[Ziel der Übung] Übersetze den Satz „Mit Japan konnten wir kürzlich ein Datenfluss-Abkommen abschließen.“ aus dem Textausschnitt zur Handelspolitik ins Englische.

[Textausschnitt]
>>>
Dazu kommen andere Formen des handelspolitischen Engagements, die es uns ermöglichen, Vereinbarungen zu bestimmten Themen innerhalb kürzerer Zeit zu treffen, beispielsweise das Abkommen über den digitalen Handel mit Singapur und Südkorea. Mit Japan konnten wir kürzlich ein Datenfluss-Abkommen abschließen. Wir werden die Investitionsmöglichkeiten in Partnerländern durch Abkommen über nachhaltige Investitionsförderung (SIFA) stärken, die über das mit Angola geschlossene Abkommen hinausgehen. Wir arbeiten am Rahmen dieser künftigen Abkommen und führen Sondierungsgespräche mit Ghana und der Elfenbeinküste. Wir wollen auch unser Netz von Abkommen über die gegenseitige Anerkennung weiter ausbauen, um die Handelskosten zu senken, die durch die Unterschiede in unseren rechtlichen Anforderungen entstehen. Und wir werden mit einer Reihe von Partnern saubere Handels- und Investitionspartnerschaften (Clean Trade and Investment Partnerships, CTIP) entwickeln, um Investitionen zu unterstützen und dazu beizutragen, die Versorgung von Rohstoffen, sauberer Energie und sauberen Technologien zu sichern. Die erste dieser Partnerschaften wird bereits mit Südafrika ausgehandelt.
<<<
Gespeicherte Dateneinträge
>>>
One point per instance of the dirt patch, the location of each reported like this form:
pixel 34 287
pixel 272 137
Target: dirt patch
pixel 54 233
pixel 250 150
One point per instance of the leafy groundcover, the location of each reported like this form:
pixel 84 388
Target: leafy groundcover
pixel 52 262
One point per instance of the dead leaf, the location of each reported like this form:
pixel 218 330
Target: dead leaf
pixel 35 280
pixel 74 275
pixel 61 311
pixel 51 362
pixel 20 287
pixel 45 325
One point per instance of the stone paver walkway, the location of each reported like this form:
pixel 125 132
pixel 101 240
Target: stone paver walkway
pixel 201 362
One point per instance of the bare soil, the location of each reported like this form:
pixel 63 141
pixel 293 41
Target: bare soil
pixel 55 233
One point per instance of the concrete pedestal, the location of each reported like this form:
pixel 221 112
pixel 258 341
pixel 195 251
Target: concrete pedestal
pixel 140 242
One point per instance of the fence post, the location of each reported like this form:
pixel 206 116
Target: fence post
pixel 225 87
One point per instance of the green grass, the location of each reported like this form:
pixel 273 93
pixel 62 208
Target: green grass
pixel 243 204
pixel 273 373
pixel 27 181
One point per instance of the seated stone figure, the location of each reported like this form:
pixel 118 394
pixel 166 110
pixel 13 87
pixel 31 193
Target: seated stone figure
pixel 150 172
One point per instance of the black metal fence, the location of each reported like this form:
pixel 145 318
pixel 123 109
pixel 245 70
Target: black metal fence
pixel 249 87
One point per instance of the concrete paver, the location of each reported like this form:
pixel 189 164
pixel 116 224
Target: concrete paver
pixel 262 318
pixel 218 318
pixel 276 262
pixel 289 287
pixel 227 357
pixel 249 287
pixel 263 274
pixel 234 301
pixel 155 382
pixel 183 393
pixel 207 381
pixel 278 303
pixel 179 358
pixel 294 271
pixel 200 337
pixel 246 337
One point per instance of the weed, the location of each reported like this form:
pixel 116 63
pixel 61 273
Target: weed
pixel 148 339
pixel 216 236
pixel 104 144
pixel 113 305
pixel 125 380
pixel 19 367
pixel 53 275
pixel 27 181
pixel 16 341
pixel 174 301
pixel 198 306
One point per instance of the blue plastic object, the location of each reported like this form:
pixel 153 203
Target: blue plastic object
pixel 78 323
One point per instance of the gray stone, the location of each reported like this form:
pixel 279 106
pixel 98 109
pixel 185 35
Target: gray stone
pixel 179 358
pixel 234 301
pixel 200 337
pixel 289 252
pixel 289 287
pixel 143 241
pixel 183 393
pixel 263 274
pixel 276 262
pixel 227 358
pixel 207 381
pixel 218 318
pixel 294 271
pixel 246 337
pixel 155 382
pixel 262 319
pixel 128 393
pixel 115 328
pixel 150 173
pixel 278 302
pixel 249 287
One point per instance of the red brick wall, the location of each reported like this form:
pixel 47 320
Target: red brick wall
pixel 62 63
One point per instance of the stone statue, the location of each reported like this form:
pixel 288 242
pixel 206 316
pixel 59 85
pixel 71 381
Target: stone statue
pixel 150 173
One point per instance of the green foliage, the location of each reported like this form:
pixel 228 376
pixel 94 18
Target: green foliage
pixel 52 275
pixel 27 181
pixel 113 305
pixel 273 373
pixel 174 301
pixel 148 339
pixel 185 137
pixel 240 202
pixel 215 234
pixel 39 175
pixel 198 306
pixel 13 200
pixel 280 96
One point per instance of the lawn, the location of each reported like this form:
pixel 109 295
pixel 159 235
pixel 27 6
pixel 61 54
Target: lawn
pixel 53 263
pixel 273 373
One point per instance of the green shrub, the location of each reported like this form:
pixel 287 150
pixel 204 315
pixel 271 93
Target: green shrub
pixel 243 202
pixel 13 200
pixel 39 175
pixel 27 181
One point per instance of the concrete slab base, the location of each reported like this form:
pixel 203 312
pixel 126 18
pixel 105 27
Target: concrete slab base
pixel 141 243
<<<
[Lösung unten] We were recently able to conclude a data flow agreement with Japan.